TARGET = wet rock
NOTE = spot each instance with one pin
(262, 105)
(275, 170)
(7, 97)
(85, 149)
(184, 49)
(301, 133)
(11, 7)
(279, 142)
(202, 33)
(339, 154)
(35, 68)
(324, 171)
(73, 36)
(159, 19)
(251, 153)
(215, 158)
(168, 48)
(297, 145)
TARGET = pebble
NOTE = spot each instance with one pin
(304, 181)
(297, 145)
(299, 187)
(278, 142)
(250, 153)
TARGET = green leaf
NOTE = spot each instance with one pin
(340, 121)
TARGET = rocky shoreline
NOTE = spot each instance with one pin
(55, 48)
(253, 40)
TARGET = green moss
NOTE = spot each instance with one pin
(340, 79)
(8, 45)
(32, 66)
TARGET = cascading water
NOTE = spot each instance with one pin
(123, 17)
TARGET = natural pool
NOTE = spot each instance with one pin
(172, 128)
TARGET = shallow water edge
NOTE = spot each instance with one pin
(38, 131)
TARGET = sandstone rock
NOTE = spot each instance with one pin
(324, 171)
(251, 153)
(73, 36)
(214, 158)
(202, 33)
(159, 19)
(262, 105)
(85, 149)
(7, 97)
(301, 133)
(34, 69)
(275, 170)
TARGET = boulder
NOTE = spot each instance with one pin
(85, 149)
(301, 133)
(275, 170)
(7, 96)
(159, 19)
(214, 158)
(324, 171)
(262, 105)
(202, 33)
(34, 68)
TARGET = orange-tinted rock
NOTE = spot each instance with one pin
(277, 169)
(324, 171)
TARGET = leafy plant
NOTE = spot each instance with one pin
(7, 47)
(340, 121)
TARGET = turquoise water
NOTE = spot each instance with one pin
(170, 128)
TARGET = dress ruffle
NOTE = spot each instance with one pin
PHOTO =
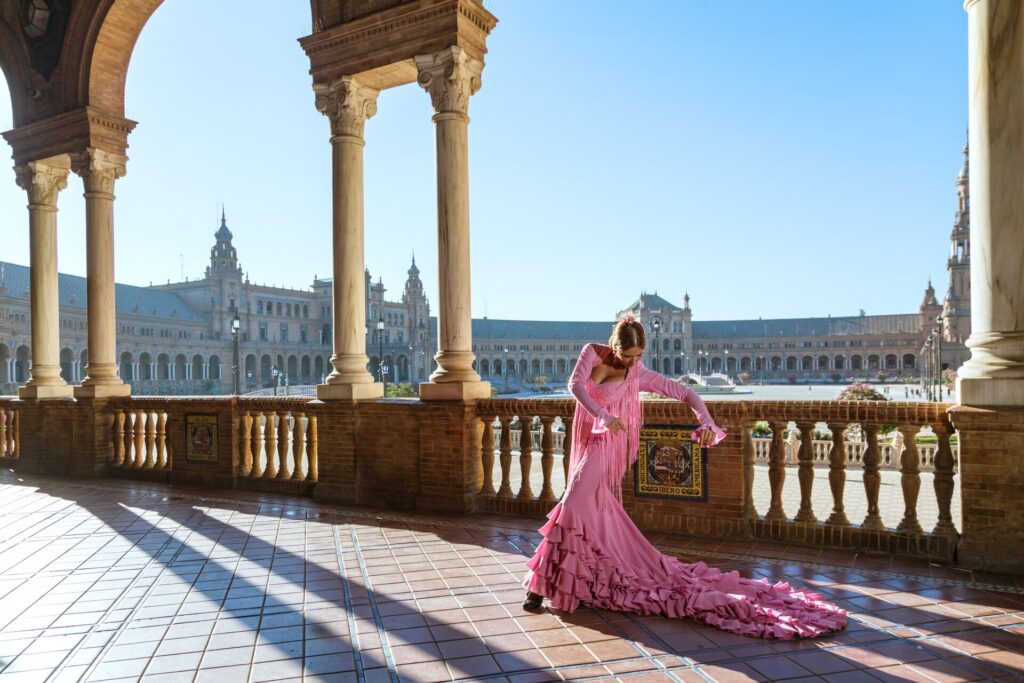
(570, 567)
○ ○ ○
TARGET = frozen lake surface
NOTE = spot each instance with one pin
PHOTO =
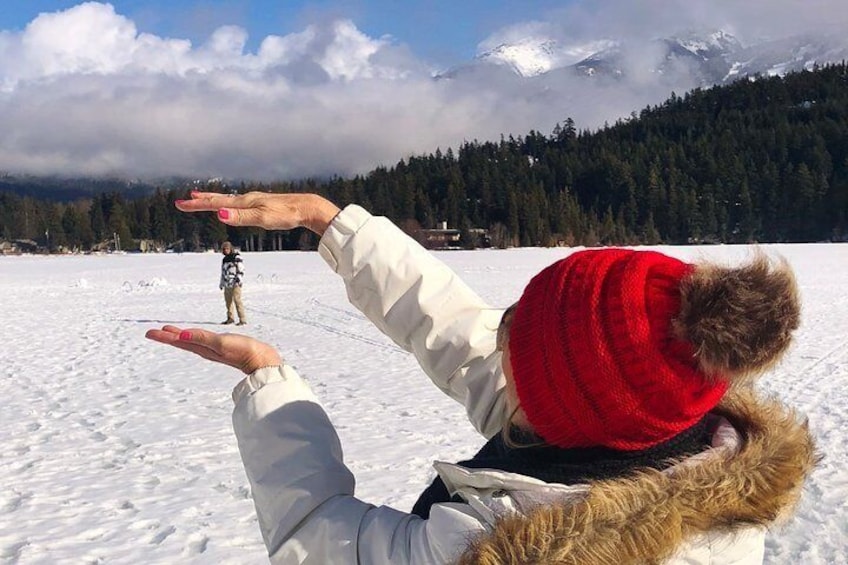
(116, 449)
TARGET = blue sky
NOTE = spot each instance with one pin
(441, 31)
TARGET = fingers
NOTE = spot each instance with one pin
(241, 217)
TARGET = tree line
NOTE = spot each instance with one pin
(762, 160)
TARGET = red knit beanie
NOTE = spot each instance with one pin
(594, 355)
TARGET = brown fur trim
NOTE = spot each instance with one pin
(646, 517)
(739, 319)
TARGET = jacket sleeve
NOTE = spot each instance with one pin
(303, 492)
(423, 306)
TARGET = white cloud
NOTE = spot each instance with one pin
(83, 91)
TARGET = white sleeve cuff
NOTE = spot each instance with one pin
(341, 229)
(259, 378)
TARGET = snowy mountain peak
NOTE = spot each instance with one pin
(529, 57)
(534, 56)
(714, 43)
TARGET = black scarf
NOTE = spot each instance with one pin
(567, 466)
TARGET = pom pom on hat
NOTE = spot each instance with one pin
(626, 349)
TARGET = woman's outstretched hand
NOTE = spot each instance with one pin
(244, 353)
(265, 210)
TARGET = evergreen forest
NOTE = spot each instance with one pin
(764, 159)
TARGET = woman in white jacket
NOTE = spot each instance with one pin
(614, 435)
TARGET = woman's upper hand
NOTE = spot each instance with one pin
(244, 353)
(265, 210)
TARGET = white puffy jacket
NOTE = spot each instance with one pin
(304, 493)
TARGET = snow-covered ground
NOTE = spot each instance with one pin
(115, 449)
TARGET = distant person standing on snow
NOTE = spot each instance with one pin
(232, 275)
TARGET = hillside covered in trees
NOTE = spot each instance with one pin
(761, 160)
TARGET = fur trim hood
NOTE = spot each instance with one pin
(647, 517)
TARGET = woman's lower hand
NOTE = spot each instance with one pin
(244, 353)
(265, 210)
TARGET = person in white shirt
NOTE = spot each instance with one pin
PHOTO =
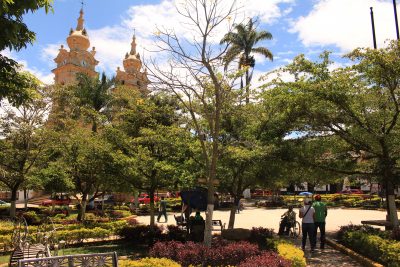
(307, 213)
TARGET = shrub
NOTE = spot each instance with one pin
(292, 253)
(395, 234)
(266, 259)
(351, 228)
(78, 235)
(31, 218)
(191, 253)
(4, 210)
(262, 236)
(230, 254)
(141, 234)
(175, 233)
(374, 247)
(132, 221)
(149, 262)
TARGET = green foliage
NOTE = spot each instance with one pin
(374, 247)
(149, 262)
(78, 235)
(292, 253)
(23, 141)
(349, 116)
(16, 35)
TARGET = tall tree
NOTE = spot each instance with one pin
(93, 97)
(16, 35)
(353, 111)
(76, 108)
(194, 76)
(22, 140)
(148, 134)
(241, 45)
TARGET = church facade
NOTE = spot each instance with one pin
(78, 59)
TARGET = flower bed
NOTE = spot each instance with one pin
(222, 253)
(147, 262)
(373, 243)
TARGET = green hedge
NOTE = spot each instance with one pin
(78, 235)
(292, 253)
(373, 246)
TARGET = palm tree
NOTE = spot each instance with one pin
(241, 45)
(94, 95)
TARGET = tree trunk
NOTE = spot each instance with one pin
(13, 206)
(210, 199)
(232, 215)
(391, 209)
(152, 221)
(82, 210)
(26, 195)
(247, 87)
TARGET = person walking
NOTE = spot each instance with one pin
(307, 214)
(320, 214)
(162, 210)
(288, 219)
○ ○ ○
• [TASK STATEMENT] From the items above, pull out every line containing the string "person" and copy each one unchanged.

• [EXERCISE OUTPUT]
TARGET = distant person standing on snow
TARGET = person in white shirt
TARGET = person walking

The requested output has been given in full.